* TASK TO CARRY OUT
Beginning at the line containing "the blue turquoise", output every line to the end of the data below exactly as it appears.

* ENTRIES PROVIDED
************
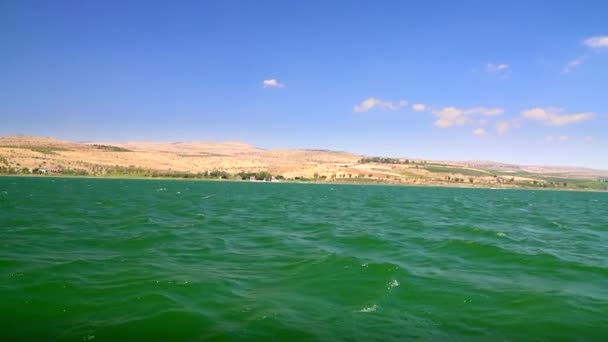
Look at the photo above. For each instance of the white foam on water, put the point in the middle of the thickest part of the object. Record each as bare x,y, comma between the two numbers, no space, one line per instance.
372,308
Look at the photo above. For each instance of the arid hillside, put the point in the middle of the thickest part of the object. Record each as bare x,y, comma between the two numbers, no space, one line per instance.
236,160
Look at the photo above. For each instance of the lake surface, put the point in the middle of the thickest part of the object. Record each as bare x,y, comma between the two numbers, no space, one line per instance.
103,259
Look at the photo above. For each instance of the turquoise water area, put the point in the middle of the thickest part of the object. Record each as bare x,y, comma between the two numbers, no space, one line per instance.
109,259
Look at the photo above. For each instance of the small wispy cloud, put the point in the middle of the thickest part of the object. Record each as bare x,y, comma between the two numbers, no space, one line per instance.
573,64
372,102
419,107
501,70
452,116
272,83
554,116
560,138
597,42
480,132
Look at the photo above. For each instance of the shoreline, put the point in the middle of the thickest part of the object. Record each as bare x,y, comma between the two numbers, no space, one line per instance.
364,183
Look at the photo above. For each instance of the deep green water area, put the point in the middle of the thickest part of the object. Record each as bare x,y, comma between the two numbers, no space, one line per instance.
171,260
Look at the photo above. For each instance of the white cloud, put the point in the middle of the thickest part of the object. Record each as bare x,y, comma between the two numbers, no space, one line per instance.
574,63
480,132
503,127
597,42
560,138
370,103
452,116
553,116
419,107
272,83
500,70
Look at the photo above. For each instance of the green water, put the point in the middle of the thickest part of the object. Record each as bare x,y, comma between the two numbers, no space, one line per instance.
104,260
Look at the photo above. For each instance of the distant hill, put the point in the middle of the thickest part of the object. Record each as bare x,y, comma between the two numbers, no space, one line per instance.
43,155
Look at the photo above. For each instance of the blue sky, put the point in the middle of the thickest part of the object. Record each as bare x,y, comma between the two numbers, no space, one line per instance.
517,81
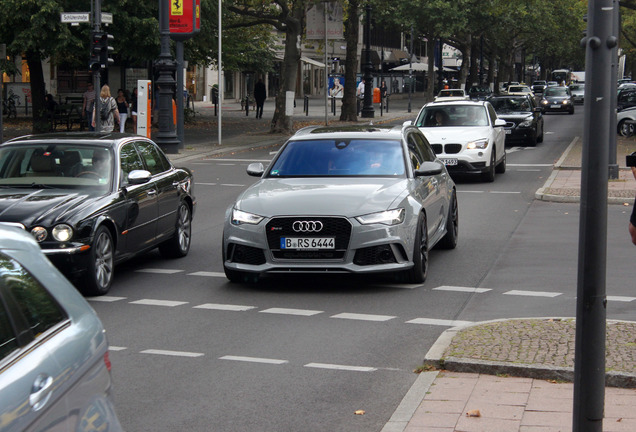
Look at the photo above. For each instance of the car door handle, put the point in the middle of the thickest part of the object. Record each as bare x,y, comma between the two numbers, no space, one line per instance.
41,391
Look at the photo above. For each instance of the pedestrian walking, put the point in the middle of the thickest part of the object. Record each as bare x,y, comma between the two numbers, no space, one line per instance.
260,94
88,102
108,113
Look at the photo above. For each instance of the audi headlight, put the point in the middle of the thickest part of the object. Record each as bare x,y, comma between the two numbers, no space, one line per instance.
39,233
478,144
62,232
240,217
388,217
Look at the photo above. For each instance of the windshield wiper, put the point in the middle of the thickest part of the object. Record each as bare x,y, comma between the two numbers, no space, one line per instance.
41,186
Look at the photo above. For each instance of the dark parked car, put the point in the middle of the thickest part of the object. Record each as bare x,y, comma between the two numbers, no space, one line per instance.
538,86
54,361
577,90
626,98
524,119
558,99
93,200
479,92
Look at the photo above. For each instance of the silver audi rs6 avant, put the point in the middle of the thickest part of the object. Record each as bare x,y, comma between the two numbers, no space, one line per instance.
357,199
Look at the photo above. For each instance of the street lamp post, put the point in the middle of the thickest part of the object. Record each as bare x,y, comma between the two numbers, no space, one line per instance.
367,107
165,65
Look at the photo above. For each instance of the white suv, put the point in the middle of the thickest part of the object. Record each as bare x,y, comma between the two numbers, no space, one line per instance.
466,135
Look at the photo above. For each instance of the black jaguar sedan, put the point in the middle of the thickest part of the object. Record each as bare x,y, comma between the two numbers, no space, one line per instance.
93,200
524,119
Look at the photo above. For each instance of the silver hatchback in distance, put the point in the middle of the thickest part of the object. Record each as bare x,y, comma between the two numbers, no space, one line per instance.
357,199
54,365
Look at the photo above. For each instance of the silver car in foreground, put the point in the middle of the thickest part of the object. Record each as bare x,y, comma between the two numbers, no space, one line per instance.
54,365
357,199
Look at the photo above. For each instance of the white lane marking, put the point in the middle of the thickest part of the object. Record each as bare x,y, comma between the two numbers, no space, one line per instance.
254,359
363,317
341,367
207,274
621,298
172,353
105,299
530,165
152,302
159,271
461,289
285,311
533,293
216,306
432,321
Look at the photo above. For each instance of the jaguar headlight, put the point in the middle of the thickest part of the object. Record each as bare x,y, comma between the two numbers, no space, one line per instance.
478,144
62,232
39,233
388,217
240,217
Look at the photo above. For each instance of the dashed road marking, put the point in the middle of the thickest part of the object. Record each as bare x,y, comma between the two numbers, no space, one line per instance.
620,298
445,323
363,317
285,311
533,293
172,353
105,299
159,271
153,302
207,274
462,289
226,307
341,367
254,359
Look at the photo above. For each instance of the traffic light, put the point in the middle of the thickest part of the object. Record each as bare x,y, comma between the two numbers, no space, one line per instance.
105,59
100,50
96,49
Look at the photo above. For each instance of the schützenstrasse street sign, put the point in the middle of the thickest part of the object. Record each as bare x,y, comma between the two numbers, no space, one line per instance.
75,16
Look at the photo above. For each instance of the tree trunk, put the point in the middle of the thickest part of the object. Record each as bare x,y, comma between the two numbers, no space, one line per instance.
352,28
430,53
40,123
281,122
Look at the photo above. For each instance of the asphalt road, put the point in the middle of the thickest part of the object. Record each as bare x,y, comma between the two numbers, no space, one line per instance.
190,351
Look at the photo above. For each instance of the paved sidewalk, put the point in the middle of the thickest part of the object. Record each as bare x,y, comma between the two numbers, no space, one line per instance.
515,375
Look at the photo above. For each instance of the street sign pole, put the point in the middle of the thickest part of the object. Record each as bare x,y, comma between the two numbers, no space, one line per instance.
591,303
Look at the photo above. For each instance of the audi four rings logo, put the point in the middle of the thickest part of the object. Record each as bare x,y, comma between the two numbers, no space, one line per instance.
307,226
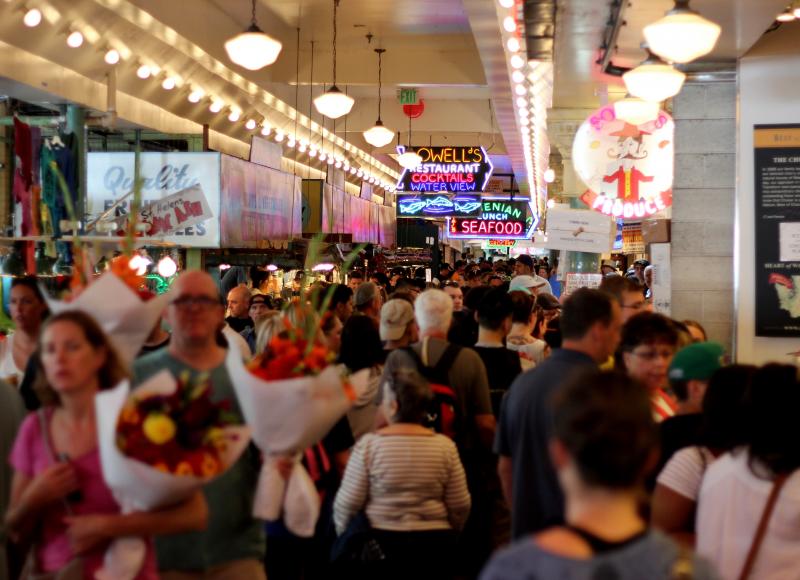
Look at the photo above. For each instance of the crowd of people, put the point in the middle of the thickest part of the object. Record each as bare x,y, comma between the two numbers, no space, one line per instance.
505,431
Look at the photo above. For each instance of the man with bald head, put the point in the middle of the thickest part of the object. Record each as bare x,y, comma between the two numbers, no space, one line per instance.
239,309
233,545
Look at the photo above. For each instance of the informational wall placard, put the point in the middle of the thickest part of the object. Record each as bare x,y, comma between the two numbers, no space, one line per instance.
259,205
575,280
109,178
438,206
447,169
777,229
628,169
498,219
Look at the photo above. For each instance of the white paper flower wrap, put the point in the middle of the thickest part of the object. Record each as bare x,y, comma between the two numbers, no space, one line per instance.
137,486
287,417
120,312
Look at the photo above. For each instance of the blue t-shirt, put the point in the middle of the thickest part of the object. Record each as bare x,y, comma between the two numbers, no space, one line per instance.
654,557
524,435
232,533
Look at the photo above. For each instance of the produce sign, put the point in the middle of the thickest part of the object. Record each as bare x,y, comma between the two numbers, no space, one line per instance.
628,169
447,169
438,206
499,219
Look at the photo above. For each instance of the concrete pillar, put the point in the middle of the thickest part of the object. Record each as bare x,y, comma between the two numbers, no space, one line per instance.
703,207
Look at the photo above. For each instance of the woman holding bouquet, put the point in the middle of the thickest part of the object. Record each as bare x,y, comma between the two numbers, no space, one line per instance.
410,483
58,493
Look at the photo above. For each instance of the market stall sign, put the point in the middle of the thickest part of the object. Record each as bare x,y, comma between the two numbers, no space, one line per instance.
447,169
438,206
499,219
628,169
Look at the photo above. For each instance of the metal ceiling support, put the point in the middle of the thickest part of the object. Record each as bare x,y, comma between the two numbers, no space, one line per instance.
540,28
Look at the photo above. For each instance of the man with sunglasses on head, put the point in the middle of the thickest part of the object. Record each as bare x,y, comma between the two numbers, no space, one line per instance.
233,544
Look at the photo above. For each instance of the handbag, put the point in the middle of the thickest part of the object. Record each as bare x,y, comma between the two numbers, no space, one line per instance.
761,530
74,568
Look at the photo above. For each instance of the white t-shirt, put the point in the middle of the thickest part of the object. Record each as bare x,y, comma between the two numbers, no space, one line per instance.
683,473
732,500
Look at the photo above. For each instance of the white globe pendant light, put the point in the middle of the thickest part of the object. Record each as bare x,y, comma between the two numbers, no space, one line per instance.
253,49
682,35
635,111
653,80
333,103
379,135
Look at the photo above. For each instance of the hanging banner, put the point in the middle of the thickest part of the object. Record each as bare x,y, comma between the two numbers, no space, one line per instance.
438,206
109,179
628,169
777,229
447,169
259,205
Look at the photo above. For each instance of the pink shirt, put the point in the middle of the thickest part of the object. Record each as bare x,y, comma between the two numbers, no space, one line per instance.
30,457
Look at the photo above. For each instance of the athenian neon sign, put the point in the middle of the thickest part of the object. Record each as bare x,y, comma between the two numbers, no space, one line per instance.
447,169
500,219
628,169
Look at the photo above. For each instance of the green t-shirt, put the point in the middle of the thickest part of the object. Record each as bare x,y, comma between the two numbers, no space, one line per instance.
232,533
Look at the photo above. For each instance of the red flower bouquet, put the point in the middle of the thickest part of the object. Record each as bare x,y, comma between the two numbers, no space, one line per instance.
181,433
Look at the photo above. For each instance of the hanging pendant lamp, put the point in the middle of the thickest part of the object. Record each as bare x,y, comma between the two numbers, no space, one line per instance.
333,103
379,135
635,111
682,35
653,80
253,49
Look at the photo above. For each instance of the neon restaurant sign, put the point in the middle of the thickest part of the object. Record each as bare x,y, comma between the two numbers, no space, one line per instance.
447,169
628,169
500,219
438,206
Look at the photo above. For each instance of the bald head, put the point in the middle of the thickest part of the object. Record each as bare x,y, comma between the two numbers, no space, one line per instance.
239,302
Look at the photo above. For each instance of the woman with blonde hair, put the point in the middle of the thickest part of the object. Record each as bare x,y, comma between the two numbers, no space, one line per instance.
58,495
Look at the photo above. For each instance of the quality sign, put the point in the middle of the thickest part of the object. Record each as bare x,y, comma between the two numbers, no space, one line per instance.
447,170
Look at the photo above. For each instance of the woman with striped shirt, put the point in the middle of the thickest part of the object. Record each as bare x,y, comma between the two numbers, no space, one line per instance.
409,481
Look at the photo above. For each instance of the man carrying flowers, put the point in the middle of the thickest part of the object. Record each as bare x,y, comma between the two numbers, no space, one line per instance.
233,544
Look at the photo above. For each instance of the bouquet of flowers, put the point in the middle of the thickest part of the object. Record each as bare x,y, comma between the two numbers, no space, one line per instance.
115,302
158,446
291,396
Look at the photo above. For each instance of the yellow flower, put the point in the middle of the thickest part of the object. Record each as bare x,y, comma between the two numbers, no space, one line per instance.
158,428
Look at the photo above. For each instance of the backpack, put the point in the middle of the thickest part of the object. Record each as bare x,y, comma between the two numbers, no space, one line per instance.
443,416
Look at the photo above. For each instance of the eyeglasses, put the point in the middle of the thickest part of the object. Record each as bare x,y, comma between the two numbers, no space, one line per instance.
187,302
652,354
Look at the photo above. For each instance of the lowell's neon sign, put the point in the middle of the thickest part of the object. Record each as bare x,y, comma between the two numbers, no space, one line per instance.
447,169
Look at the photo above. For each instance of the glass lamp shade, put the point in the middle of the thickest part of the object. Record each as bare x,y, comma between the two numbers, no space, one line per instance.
409,160
654,82
682,36
635,111
253,49
333,103
378,136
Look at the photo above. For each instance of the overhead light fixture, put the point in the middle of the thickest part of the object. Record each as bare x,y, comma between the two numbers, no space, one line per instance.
253,49
143,72
379,135
196,95
635,111
112,56
682,35
653,80
333,103
75,39
32,18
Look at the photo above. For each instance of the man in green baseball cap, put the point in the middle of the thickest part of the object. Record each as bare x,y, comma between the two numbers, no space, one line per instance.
688,374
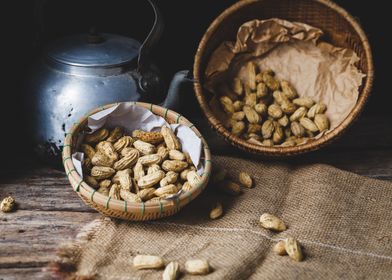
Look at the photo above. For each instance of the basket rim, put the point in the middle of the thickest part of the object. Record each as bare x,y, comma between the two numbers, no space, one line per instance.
282,151
89,193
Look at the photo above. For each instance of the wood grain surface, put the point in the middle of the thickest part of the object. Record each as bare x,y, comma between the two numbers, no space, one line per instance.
49,212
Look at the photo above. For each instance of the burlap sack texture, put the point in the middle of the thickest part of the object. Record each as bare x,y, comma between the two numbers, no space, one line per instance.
343,221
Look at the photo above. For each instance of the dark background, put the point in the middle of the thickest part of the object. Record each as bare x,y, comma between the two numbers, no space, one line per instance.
186,22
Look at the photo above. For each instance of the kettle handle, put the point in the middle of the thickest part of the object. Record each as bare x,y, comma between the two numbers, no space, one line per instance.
152,38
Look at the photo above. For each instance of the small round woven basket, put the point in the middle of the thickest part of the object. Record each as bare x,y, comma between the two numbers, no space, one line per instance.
122,209
340,29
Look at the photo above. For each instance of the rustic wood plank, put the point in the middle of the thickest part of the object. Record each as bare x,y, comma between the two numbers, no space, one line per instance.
30,238
50,191
23,273
49,212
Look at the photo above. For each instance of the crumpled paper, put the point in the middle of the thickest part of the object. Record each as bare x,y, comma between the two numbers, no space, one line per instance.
131,117
292,50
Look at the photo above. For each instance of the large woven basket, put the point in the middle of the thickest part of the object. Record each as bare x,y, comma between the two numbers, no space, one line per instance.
340,29
122,209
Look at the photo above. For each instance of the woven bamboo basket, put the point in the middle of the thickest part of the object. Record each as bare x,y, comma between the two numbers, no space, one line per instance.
340,29
122,209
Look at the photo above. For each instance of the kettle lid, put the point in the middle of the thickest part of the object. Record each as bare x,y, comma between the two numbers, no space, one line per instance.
94,50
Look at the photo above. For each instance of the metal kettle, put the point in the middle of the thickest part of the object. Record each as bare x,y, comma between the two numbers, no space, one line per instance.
84,71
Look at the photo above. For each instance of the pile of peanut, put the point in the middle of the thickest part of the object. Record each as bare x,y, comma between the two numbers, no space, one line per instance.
268,112
147,166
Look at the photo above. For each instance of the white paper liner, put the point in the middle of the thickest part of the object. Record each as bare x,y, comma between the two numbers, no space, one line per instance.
319,70
131,117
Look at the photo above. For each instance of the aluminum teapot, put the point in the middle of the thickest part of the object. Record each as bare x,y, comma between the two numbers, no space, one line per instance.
81,72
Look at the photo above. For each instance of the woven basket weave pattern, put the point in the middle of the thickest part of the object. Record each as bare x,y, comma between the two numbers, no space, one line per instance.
340,29
122,209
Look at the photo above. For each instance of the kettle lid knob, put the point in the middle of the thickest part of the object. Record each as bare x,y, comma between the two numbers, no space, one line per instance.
94,37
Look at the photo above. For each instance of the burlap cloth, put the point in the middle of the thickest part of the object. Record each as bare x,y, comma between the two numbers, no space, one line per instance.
343,221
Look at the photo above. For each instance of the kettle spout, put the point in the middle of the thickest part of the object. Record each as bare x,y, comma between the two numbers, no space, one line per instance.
174,98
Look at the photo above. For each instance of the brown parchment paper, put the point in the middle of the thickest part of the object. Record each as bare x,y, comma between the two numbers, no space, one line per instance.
293,51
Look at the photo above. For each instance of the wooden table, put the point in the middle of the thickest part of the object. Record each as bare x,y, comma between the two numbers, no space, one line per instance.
49,212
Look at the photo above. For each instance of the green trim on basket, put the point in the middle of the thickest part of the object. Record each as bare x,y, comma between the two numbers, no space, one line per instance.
78,186
107,202
143,208
92,195
160,207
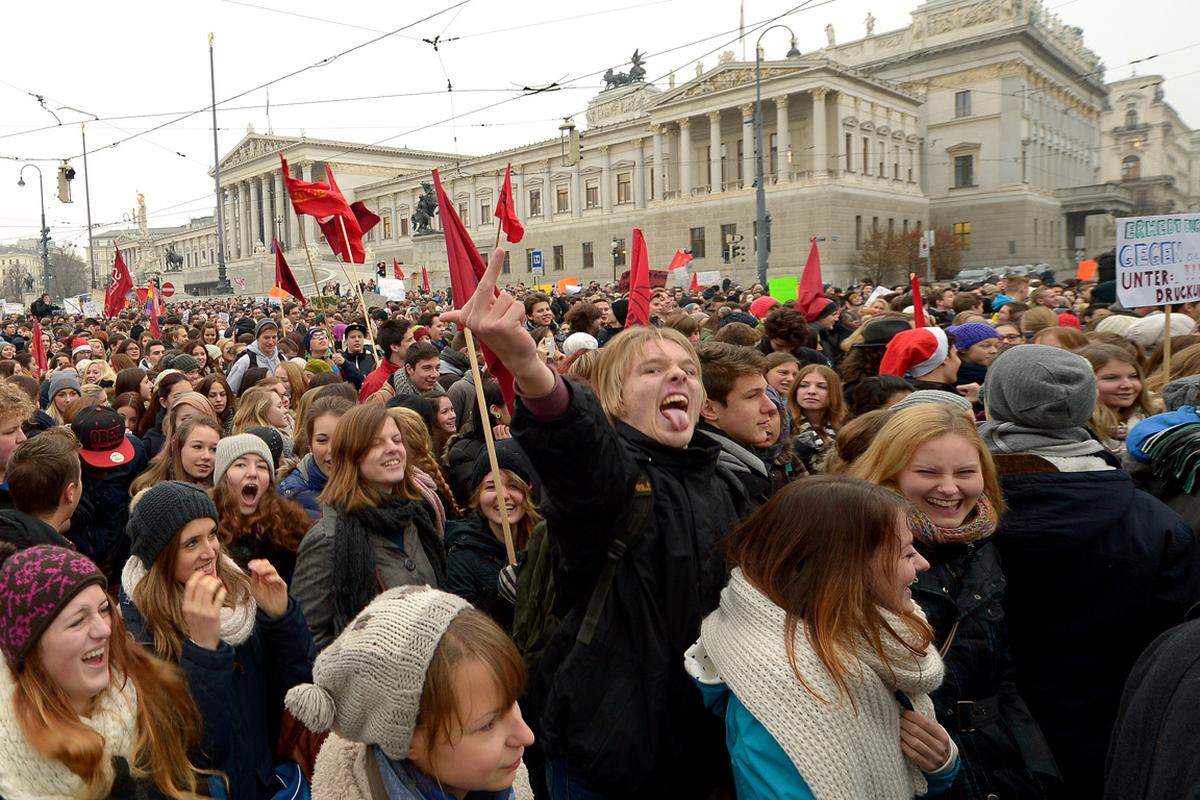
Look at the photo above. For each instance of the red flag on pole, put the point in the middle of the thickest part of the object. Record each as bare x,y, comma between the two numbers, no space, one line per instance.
810,294
283,277
119,287
467,268
507,210
918,302
40,347
639,283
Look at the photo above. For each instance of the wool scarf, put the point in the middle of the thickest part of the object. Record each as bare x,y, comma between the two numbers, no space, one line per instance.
354,564
977,528
237,623
843,750
28,775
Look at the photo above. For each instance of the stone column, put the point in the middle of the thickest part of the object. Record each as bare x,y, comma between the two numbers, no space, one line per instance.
714,151
639,173
685,156
820,144
748,146
657,185
783,140
606,179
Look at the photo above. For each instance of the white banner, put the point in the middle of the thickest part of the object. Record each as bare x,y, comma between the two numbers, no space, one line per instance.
1158,259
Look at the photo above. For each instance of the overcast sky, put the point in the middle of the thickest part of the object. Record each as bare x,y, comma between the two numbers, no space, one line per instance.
150,59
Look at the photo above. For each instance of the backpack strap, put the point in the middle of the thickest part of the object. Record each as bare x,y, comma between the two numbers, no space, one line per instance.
635,522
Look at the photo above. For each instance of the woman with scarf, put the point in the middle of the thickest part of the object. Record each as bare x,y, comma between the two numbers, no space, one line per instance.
375,531
817,657
931,453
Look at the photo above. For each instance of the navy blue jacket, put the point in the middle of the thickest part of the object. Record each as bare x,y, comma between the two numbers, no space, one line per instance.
239,692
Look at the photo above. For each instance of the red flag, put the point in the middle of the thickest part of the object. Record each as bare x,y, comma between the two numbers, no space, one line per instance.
639,283
119,287
810,294
918,302
679,260
467,268
507,210
283,277
39,347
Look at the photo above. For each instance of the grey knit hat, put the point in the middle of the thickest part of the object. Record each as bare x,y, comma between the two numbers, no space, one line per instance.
231,449
63,380
1041,386
160,512
367,684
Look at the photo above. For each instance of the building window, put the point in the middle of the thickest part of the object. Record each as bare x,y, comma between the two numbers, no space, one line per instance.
963,234
963,103
729,239
1131,168
624,188
964,172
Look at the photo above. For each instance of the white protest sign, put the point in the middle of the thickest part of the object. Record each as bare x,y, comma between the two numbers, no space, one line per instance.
1158,259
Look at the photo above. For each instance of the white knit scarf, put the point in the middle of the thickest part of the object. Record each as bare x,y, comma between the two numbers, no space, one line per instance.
28,775
841,753
237,623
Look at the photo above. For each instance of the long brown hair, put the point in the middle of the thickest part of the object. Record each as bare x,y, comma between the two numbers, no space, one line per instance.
353,438
810,549
168,721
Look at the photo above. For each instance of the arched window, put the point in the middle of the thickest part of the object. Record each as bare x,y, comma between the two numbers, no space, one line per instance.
1131,168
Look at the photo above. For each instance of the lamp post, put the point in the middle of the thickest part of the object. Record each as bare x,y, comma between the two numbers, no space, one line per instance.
761,191
46,232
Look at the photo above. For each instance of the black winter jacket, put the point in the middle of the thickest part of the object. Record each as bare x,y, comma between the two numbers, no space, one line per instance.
1096,570
622,711
1002,749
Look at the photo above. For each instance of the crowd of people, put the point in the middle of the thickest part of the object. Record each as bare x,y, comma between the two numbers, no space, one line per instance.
754,548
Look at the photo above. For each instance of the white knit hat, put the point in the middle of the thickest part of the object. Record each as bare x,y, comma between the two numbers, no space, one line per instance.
367,684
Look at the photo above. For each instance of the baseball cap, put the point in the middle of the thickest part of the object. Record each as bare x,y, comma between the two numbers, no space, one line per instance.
101,431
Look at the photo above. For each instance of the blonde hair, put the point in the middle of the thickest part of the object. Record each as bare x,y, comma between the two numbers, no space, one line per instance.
907,429
618,358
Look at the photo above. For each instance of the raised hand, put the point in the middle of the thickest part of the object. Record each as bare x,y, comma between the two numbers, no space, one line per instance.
268,589
498,320
203,599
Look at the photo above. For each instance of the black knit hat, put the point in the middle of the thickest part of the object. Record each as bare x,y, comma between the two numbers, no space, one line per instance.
161,512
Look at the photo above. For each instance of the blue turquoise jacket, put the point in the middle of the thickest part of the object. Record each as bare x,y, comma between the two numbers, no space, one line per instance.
761,768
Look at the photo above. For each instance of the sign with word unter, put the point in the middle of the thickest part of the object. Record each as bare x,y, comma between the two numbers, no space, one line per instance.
************
* RESPONSE FOR THIS EXERCISE
Look at the photo above. For each instance of the blue turquoise jacket, put the point in the middle of the thickest part of the object. Record each as bare x,y, comma between the two numbers, no space, one line per instance.
761,768
Look at the photo above. For each instance of the sign with word unter, put the point in the middle of the thickest part of the object. Record each as bare x,y, comma between the two numbers, no space, one line per instance.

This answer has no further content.